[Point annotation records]
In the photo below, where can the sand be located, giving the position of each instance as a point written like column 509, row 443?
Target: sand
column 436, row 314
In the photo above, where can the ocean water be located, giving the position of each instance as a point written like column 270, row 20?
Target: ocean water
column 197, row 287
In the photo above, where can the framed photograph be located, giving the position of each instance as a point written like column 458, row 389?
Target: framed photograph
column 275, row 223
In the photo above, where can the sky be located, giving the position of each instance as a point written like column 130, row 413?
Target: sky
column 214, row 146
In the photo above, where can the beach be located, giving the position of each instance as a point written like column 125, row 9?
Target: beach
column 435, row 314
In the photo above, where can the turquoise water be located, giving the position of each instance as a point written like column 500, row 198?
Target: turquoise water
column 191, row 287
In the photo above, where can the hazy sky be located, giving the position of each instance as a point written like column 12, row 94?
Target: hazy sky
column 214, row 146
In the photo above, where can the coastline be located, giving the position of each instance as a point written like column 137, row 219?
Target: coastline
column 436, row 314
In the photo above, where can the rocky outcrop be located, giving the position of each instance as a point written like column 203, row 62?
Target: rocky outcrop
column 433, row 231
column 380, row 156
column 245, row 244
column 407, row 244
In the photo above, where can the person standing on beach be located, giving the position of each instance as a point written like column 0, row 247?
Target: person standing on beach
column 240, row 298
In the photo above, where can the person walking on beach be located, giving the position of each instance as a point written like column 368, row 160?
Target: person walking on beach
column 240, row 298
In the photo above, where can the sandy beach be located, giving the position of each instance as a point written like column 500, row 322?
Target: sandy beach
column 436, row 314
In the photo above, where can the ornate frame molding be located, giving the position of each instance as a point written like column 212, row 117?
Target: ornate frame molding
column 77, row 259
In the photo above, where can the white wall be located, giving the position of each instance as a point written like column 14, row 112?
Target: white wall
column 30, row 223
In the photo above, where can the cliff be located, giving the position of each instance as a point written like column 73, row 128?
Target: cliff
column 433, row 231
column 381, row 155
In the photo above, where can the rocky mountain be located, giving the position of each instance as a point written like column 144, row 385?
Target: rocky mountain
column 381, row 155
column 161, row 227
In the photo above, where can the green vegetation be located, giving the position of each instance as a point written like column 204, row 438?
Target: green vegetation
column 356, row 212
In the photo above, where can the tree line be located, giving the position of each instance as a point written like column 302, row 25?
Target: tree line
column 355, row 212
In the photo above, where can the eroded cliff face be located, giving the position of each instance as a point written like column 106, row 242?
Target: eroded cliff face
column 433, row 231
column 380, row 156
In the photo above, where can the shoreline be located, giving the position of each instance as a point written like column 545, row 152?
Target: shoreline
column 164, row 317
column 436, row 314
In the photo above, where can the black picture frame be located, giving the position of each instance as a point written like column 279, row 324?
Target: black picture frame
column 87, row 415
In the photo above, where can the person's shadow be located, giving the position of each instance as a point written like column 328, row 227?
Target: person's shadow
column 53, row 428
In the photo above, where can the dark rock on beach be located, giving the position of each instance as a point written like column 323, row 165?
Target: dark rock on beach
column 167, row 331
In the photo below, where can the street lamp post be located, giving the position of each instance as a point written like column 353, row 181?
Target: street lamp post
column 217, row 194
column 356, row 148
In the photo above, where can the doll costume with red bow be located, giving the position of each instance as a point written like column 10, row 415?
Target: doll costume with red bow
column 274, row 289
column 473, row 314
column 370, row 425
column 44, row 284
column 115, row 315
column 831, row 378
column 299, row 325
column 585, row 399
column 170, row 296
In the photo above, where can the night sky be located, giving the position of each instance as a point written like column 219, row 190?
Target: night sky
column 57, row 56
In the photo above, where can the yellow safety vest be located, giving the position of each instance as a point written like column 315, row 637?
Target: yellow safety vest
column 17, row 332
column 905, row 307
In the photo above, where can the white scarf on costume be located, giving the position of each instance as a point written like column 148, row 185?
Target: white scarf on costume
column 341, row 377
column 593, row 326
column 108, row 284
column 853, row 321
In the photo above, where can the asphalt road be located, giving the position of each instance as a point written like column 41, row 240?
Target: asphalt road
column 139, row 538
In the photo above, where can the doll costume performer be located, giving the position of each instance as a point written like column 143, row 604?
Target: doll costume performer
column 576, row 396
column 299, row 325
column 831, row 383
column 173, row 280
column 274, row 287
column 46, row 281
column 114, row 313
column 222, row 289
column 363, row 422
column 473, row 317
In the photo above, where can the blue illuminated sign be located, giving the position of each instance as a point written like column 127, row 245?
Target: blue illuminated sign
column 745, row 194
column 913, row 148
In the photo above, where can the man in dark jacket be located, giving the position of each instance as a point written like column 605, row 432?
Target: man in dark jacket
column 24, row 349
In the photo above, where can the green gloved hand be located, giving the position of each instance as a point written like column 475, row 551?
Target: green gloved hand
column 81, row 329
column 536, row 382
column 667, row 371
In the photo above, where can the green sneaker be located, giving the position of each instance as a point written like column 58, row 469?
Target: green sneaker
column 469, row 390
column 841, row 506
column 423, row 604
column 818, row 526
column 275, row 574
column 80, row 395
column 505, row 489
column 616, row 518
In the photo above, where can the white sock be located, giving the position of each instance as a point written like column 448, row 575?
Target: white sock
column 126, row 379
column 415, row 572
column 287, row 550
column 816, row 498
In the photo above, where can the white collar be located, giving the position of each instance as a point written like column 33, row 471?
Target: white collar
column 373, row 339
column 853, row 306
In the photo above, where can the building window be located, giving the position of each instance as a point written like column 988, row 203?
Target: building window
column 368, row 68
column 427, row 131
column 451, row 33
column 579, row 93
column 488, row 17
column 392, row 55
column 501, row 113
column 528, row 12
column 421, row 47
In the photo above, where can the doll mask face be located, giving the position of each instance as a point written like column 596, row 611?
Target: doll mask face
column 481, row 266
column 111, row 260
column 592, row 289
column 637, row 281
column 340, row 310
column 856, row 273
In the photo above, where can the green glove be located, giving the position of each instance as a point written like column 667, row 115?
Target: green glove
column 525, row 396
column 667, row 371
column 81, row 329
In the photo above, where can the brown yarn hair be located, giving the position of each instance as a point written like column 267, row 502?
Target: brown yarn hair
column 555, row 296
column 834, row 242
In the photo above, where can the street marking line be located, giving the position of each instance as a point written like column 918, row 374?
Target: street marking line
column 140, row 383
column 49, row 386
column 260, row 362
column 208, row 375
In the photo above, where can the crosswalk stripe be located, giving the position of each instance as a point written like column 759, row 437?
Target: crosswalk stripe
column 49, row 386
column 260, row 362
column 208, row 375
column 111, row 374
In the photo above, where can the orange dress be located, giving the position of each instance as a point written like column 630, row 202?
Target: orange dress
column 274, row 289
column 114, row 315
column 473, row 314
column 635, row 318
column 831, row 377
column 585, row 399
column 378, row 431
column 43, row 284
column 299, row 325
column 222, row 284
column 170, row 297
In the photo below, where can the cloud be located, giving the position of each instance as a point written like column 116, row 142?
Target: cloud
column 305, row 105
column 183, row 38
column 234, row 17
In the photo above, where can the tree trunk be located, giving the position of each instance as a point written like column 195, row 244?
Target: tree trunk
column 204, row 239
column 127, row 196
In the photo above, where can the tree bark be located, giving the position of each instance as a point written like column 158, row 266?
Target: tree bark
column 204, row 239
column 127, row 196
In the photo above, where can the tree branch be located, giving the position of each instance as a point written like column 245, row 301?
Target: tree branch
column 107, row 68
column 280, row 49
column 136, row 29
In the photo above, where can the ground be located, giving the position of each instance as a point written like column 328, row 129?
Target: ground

Goal: Every line above should be printed again exactly as it stands.

Answer for this exercise:
In the photo below, where can the sand be located, giving the position of each instance as a point written like column 509, row 443?
Target: sand
column 436, row 314
In the photo above, where can the ocean water be located, giving the position of each instance as a point written like column 270, row 20?
Target: ocean water
column 197, row 287
In the photo above, where can the framed photograph be located, giving the position of each instance as a point written like column 458, row 389?
Target: framed photograph
column 275, row 223
In the photo above, where can the sky be located, giving the position of each instance as a point written like column 130, row 413?
Target: sky
column 214, row 146
In the photo above, where can the beach be located, giving the position of each instance as a point written like column 125, row 9?
Target: beach
column 435, row 314
In the photo above, where can the turquoise water be located, giving the position of each instance as a point written like column 500, row 198?
Target: turquoise water
column 191, row 287
In the photo above, where can the hazy sky be located, giving the position of each instance as a point written like column 12, row 94?
Target: hazy sky
column 214, row 146
In the photo above, where can the coastline be located, giving the position of each instance as a point written like column 137, row 219?
Target: coastline
column 436, row 314
In the photo above, where can the rocky outcrop be located, giving the position of each instance as a point written like column 203, row 62?
Target: rocky outcrop
column 433, row 231
column 380, row 156
column 245, row 244
column 407, row 244
In the photo above, where can the person standing on beach be located, giving the position of each instance as a point written like column 0, row 247?
Target: person standing on beach
column 240, row 298
In the photo above, where can the person walking on beach be located, giving the position of each instance as a point written like column 368, row 160?
Target: person walking on beach
column 240, row 298
In the photo above, where can the sandy beach be located, giving the position of each instance as a point written like column 500, row 322?
Target: sandy beach
column 436, row 314
In the photo above, where can the ornate frame molding be located, giving the position of each instance as a point written like column 212, row 117?
Target: ornate frame molding
column 77, row 259
In the photo above, where can the white wall be located, giving the position of each instance as a point written like column 14, row 112?
Target: white wall
column 30, row 223
In the photo above, where can the cliff be located, giving the position of each instance as a point written like column 73, row 128?
Target: cliff
column 433, row 231
column 381, row 155
In the photo above, where can the rocky mountain be located, giving the position of each instance as a point written like column 144, row 385?
Target: rocky mountain
column 381, row 155
column 161, row 227
In the photo above, where can the green vegetation be located, giving the position of each instance as a point written like column 204, row 438?
Target: green vegetation
column 356, row 212
In the photo above, where can the tree line be located, giving the position of each instance as a point written like column 302, row 25?
Target: tree line
column 355, row 212
In the photo above, where can the eroded cliff face be located, giving the position of each instance as a point written like column 106, row 242?
Target: eroded cliff face
column 433, row 231
column 380, row 156
In the photo above, where can the shoreline be located, giving the position of each instance as a point written like column 545, row 152?
Target: shoreline
column 164, row 317
column 436, row 314
In the photo above, where can the black picture frame be located, giving the position of each instance as a point written like column 279, row 324?
Target: black picture frame
column 87, row 415
In the photo above, where can the person's shadow be located, giving the position of each instance as a point written like column 328, row 227?
Target: person's shadow
column 53, row 428
In the photo above, where can the dark rock on beach be located, giving the position of each instance as a point written like column 323, row 165?
Target: dark rock on beach
column 167, row 331
In the photo below, where can the street lamp post be located, giving the position of each instance as a point written like column 353, row 181?
Target: street lamp post
column 217, row 194
column 356, row 148
In the photo above, where can the doll costume with red bow be located, giving the position of each instance as a point written like column 10, row 415?
Target: doll costume with red bow
column 274, row 289
column 473, row 314
column 370, row 425
column 44, row 284
column 115, row 315
column 831, row 378
column 299, row 325
column 585, row 399
column 170, row 296
In the photo above, where can the night sky be located, giving the position of each instance as a point written like column 219, row 190?
Target: night sky
column 57, row 56
In the photo above, where can the yellow safety vest be located, giving the position of each instance as a point written like column 315, row 637?
Target: yellow safety vest
column 17, row 332
column 905, row 307
In the photo above, where can the white scarf on costume be located, giving the position of each instance as a point written like column 148, row 185?
Target: white scarf on costume
column 341, row 377
column 593, row 326
column 108, row 284
column 853, row 321
In the photo above, where can the asphalt road be located, giving the position of each instance as a point written like column 41, row 240?
Target: asphalt road
column 139, row 538
In the photo above, where can the doll costume performer be located, giving the position of each instance as a point written like column 143, row 604?
Target: doll costume performer
column 576, row 396
column 299, row 325
column 831, row 383
column 173, row 280
column 274, row 287
column 46, row 281
column 114, row 313
column 222, row 289
column 363, row 422
column 473, row 317
In the photo above, where can the blue illuminated sign be located, giving the position of each instance as a point written like column 127, row 245?
Target: blue illuminated sign
column 745, row 194
column 913, row 148
In the photo above, where can the man in dark jacket be located, giving the position of each instance as a point written like column 605, row 432?
Target: man in dark jacket
column 24, row 349
In the photo above, where can the green gloved hand be located, giving the position of each instance as a point written like column 475, row 551?
Target: green gloved hand
column 81, row 329
column 536, row 382
column 667, row 371
In the photo above, where can the green sneaker be located, giving the position of each instance as a point written like column 58, row 469?
Target: green sneaker
column 469, row 390
column 841, row 506
column 423, row 604
column 818, row 526
column 275, row 574
column 80, row 395
column 505, row 489
column 616, row 518
In the photo above, where can the white sock be located, giving the position of each instance as a point written like column 448, row 575?
Target: white sock
column 126, row 379
column 415, row 572
column 287, row 550
column 816, row 498
In the photo above, where can the white collar be located, giving the position of each instance as a point written like column 33, row 471?
Target: white collar
column 373, row 339
column 853, row 306
In the photo above, where can the building window be located, giving the position of each instance as a point written like column 988, row 203?
Target: building window
column 368, row 68
column 427, row 131
column 451, row 33
column 579, row 93
column 488, row 17
column 392, row 55
column 501, row 113
column 528, row 12
column 421, row 47
In the photo above, where can the doll mask face be located, giving the position of each instance as a point written like column 596, row 611?
Target: doll mask face
column 481, row 266
column 111, row 260
column 592, row 289
column 637, row 281
column 340, row 310
column 856, row 273
In the photo above, where can the green glove be located, giving the position of each instance as a point written like column 667, row 115?
Target: green glove
column 525, row 396
column 667, row 371
column 81, row 329
In the photo above, where can the brown yarn hair be located, giving the position of each instance as a point written like column 267, row 502?
Target: brown yarn hair
column 555, row 296
column 834, row 242
In the photo above, where can the street marking line be located, giving the position of each instance as a point written like column 918, row 374?
Target: street marking line
column 140, row 383
column 49, row 386
column 260, row 362
column 208, row 375
In the photo above, where can the crosswalk stripe be located, giving the position of each instance as a point written like column 759, row 437?
Target: crosswalk stripe
column 49, row 386
column 260, row 362
column 208, row 375
column 111, row 374
In the photo above, where can the orange dress be located, giving the position of each instance as a point written like column 630, row 202?
Target: orange dress
column 274, row 289
column 114, row 315
column 473, row 314
column 635, row 318
column 831, row 377
column 585, row 399
column 378, row 431
column 43, row 284
column 299, row 325
column 222, row 284
column 170, row 297
In the photo below, where can the cloud be located, giving the position of each instance as a point written like column 116, row 142?
Target: cloud
column 305, row 105
column 183, row 38
column 234, row 17
In the photo above, where can the tree trunk be located, giving the position of each instance as a point written like column 195, row 244?
Target: tree trunk
column 204, row 239
column 127, row 196
In the photo above, where can the tree bark be located, giving the position of each instance as a point written like column 158, row 266?
Target: tree bark
column 204, row 239
column 127, row 196
In the photo above, where can the tree branch be located, giving the position of each instance as a point written like column 245, row 301?
Target: tree branch
column 107, row 68
column 280, row 49
column 136, row 29
In the photo above, where can the ground be located, giving the position of each instance as a point written like column 328, row 129?
Target: ground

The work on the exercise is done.